**INPUT DATA**
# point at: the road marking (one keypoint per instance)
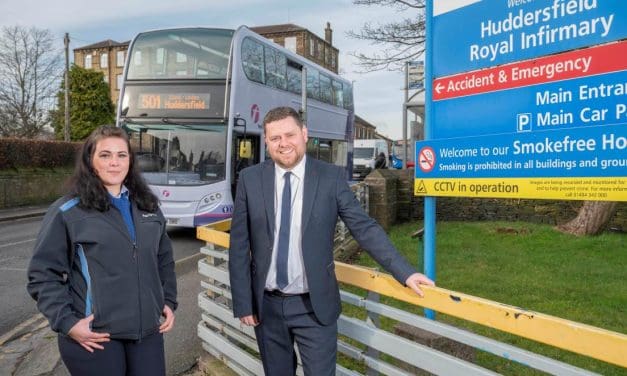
(8, 336)
(16, 243)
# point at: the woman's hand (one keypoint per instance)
(81, 333)
(168, 323)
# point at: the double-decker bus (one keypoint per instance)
(193, 101)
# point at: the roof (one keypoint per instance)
(283, 28)
(364, 122)
(104, 44)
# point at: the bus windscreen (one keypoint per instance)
(180, 54)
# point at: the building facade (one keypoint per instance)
(107, 57)
(363, 129)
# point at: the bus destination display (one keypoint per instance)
(151, 101)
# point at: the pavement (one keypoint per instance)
(30, 349)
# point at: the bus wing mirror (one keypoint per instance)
(240, 122)
(245, 149)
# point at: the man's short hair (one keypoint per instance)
(280, 113)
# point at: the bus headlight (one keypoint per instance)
(209, 202)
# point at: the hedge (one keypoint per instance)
(18, 153)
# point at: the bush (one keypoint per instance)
(21, 153)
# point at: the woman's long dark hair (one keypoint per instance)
(87, 186)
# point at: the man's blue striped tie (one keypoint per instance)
(283, 248)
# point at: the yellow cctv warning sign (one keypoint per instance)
(597, 189)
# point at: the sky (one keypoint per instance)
(378, 95)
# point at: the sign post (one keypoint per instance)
(524, 99)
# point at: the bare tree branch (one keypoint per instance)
(30, 69)
(400, 41)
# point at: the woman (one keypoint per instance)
(102, 271)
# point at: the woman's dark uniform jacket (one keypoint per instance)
(85, 261)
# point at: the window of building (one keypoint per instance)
(120, 59)
(181, 58)
(327, 55)
(313, 83)
(276, 65)
(294, 77)
(252, 59)
(325, 89)
(312, 50)
(290, 44)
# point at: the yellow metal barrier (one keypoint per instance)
(580, 338)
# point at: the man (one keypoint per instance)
(281, 253)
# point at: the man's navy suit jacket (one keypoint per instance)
(326, 196)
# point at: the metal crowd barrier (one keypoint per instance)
(363, 340)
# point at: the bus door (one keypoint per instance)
(246, 154)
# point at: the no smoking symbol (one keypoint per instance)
(426, 159)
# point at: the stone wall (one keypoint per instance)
(392, 199)
(31, 188)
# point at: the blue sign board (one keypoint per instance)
(490, 33)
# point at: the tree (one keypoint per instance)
(592, 218)
(90, 104)
(402, 40)
(30, 67)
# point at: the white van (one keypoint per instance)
(365, 153)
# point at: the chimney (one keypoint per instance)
(328, 34)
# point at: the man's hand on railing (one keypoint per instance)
(250, 320)
(415, 280)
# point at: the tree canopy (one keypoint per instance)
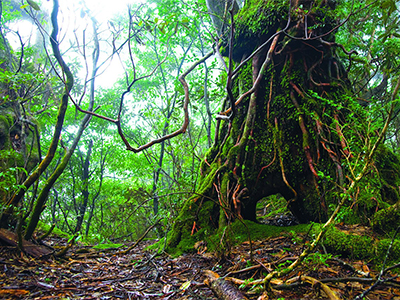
(190, 116)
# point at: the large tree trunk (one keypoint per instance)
(285, 137)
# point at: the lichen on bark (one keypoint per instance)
(287, 134)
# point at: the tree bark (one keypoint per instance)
(290, 90)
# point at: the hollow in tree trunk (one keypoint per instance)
(285, 136)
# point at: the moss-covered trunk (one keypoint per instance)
(286, 135)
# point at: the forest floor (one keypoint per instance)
(86, 273)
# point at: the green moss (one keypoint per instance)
(338, 242)
(387, 220)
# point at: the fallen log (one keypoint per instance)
(222, 288)
(10, 238)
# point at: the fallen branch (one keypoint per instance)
(331, 295)
(222, 288)
(140, 239)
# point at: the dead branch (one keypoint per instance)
(222, 288)
(140, 239)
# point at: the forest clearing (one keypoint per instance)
(217, 149)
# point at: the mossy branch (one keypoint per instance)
(345, 196)
(60, 116)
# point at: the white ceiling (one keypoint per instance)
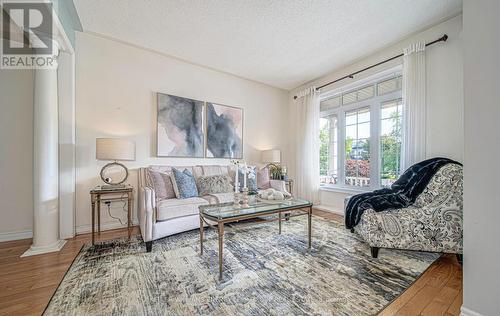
(283, 43)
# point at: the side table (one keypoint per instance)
(125, 193)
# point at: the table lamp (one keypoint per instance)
(114, 149)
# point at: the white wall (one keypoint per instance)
(482, 140)
(444, 91)
(16, 162)
(116, 86)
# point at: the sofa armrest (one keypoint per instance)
(146, 210)
(279, 185)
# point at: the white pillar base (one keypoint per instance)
(33, 251)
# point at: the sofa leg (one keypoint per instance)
(149, 246)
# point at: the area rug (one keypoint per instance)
(264, 274)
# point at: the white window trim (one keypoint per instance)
(375, 105)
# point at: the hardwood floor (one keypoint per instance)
(437, 292)
(27, 284)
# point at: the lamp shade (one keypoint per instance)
(114, 149)
(271, 156)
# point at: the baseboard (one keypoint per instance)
(23, 234)
(464, 311)
(330, 209)
(82, 229)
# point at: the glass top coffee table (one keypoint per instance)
(221, 214)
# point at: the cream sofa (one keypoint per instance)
(162, 218)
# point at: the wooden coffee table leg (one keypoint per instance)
(221, 247)
(93, 220)
(201, 235)
(279, 220)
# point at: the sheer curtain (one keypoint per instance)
(414, 113)
(306, 108)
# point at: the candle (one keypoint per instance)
(245, 175)
(236, 183)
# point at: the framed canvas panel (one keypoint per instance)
(224, 131)
(179, 126)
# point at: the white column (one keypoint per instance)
(45, 163)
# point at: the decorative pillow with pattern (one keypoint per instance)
(251, 179)
(263, 180)
(185, 183)
(214, 184)
(162, 184)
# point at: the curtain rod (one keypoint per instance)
(444, 38)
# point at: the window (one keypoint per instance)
(360, 135)
(328, 149)
(390, 142)
(357, 147)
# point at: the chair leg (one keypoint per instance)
(149, 246)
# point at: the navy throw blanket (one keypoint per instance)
(402, 193)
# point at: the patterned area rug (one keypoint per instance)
(264, 274)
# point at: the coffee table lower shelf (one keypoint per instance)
(299, 210)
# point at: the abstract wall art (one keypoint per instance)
(180, 126)
(224, 131)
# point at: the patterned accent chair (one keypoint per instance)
(433, 223)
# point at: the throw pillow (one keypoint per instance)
(186, 185)
(251, 180)
(263, 179)
(162, 184)
(214, 184)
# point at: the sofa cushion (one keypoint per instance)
(161, 183)
(214, 184)
(263, 178)
(174, 208)
(185, 184)
(251, 179)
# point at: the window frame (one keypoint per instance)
(375, 105)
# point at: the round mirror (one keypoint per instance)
(114, 173)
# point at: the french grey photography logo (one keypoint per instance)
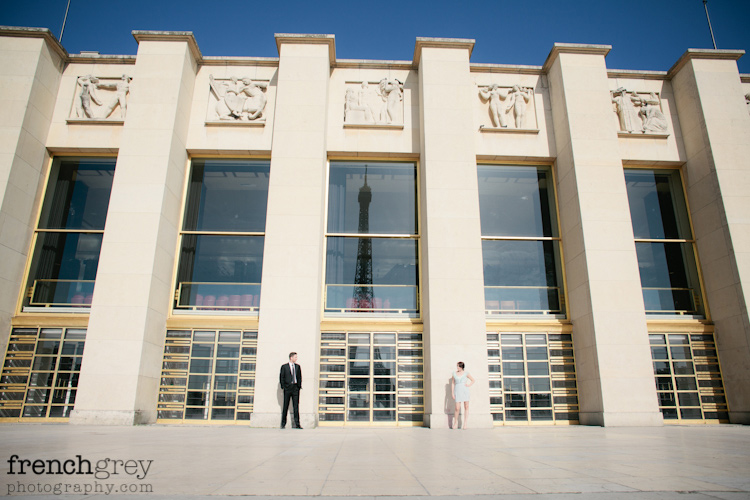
(77, 475)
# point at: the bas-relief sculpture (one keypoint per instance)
(96, 99)
(237, 99)
(381, 104)
(639, 112)
(504, 100)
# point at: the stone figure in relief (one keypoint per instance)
(121, 89)
(239, 98)
(357, 101)
(626, 112)
(517, 99)
(392, 93)
(493, 94)
(87, 94)
(653, 119)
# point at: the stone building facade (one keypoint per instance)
(172, 225)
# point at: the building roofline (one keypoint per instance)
(329, 40)
(45, 33)
(443, 43)
(574, 48)
(690, 54)
(170, 36)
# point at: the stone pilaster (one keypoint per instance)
(31, 65)
(293, 253)
(613, 360)
(452, 274)
(716, 132)
(119, 381)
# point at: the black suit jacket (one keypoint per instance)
(285, 376)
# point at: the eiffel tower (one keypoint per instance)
(363, 274)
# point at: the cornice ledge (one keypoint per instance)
(45, 33)
(170, 36)
(689, 54)
(442, 43)
(574, 48)
(307, 38)
(634, 73)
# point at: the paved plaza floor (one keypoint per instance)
(202, 462)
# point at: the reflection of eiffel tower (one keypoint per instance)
(363, 273)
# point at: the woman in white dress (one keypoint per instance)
(460, 383)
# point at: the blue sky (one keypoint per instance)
(644, 34)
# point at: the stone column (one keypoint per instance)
(293, 254)
(119, 381)
(452, 273)
(613, 360)
(31, 64)
(716, 133)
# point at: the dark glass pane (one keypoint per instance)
(383, 368)
(78, 194)
(64, 268)
(513, 368)
(657, 205)
(680, 352)
(227, 195)
(689, 399)
(196, 398)
(372, 274)
(384, 401)
(686, 384)
(516, 201)
(691, 413)
(512, 353)
(539, 384)
(220, 272)
(538, 368)
(202, 382)
(203, 350)
(540, 400)
(385, 204)
(668, 277)
(664, 384)
(521, 276)
(662, 368)
(515, 400)
(666, 399)
(659, 352)
(385, 384)
(514, 384)
(359, 384)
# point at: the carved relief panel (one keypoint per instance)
(374, 103)
(97, 98)
(508, 107)
(235, 99)
(639, 112)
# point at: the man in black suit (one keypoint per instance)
(290, 379)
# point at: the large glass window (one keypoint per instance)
(69, 235)
(520, 241)
(372, 239)
(221, 254)
(664, 242)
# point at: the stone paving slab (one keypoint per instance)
(204, 462)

**WHAT IS NEEDED**
Convert the stretch from the line containing "# point at: the blue sky" through the end of the rows above, both ends included, into a Markdown table. Use the columns No. and Text, number each line, and leave out blank lines.

**OUTPUT FOR THIS EXERCISE**
| No. | Text |
|---|---|
| 1 | # point at: the blue sky (one keypoint per instance) |
| 2 | (644, 34) |
| 3 | # point at: the stone column (one keypoint per instance) |
| 4 | (293, 254) |
| 5 | (119, 381) |
| 6 | (452, 273) |
| 7 | (613, 360) |
| 8 | (31, 64) |
| 9 | (716, 133) |
| 10 | # point at: the dark glass pane (one keypoint per instance) |
| 11 | (383, 368) |
| 12 | (78, 194) |
| 13 | (64, 268) |
| 14 | (513, 368) |
| 15 | (657, 205) |
| 16 | (680, 352) |
| 17 | (227, 195) |
| 18 | (689, 399) |
| 19 | (196, 398) |
| 20 | (372, 274) |
| 21 | (384, 401) |
| 22 | (686, 384) |
| 23 | (516, 201) |
| 24 | (691, 413) |
| 25 | (512, 353) |
| 26 | (539, 384) |
| 27 | (220, 272) |
| 28 | (538, 368) |
| 29 | (202, 382) |
| 30 | (203, 350) |
| 31 | (540, 400) |
| 32 | (385, 204) |
| 33 | (668, 277) |
| 34 | (664, 384) |
| 35 | (521, 276) |
| 36 | (662, 368) |
| 37 | (515, 400) |
| 38 | (666, 399) |
| 39 | (659, 352) |
| 40 | (385, 384) |
| 41 | (514, 384) |
| 42 | (359, 384) |
| 43 | # point at: the carved relief panel (one keypoint per instance) |
| 44 | (374, 103) |
| 45 | (97, 98) |
| 46 | (508, 107) |
| 47 | (235, 99) |
| 48 | (639, 112) |
| 49 | # point at: the man in black suit (one keypoint per instance) |
| 50 | (290, 379) |
| 51 | # point at: the large glass window (one keypoint per instance) |
| 52 | (69, 235) |
| 53 | (520, 241) |
| 54 | (372, 239) |
| 55 | (221, 254) |
| 56 | (664, 242) |
| 57 | # point at: the stone paving slab (one keypoint per instance) |
| 58 | (204, 462) |